◆ **Problem to solve**
Please pull out every line of the rows below that contains the string "rifle", and copy each such line in full. Case counts.

◆ **Task material**

● ● ●

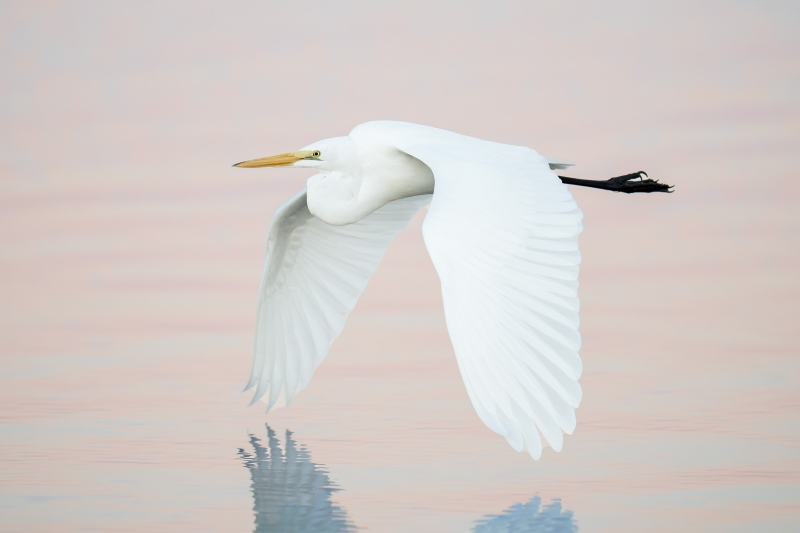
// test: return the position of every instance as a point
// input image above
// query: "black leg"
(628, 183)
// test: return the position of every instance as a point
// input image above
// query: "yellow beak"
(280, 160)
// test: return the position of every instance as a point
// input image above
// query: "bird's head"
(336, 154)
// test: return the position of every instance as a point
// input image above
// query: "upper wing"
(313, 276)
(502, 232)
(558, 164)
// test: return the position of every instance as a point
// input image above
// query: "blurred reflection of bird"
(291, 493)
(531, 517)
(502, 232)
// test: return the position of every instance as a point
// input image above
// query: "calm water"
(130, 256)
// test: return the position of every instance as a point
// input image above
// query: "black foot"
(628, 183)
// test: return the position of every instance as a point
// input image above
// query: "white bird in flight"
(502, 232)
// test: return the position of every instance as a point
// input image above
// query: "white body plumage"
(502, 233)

● ● ●

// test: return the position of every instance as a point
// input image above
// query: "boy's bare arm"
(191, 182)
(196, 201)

● ● ●

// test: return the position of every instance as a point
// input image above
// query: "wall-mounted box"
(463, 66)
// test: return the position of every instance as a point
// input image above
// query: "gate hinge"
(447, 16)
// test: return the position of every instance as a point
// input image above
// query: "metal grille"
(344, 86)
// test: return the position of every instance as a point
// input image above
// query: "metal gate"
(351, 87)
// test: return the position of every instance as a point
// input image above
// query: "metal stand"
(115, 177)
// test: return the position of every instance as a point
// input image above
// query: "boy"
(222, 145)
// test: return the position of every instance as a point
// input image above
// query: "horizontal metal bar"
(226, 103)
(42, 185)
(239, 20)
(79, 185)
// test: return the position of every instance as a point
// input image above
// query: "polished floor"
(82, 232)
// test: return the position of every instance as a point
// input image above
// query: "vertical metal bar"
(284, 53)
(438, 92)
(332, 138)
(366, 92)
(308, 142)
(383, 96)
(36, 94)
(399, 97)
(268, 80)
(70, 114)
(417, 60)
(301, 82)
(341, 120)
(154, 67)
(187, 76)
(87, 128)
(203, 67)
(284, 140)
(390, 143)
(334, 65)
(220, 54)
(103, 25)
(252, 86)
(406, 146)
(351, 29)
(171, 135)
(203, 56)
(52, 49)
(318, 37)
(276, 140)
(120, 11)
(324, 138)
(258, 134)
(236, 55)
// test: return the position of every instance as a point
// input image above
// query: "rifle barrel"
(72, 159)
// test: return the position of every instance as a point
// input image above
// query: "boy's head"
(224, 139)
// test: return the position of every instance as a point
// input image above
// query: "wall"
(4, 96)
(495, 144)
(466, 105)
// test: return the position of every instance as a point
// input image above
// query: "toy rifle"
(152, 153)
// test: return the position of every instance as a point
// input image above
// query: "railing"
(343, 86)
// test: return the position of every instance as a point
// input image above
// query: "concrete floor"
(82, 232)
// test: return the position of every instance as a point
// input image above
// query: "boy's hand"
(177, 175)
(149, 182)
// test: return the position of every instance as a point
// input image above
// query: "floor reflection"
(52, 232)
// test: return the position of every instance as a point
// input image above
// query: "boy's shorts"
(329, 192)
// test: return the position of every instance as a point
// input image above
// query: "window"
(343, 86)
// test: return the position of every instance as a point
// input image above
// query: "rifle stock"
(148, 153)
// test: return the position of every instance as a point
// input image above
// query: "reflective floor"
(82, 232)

● ● ●

◆ **Final result**
// query: "rifle barrel"
// query: "toy rifle"
// query: "rifle stock"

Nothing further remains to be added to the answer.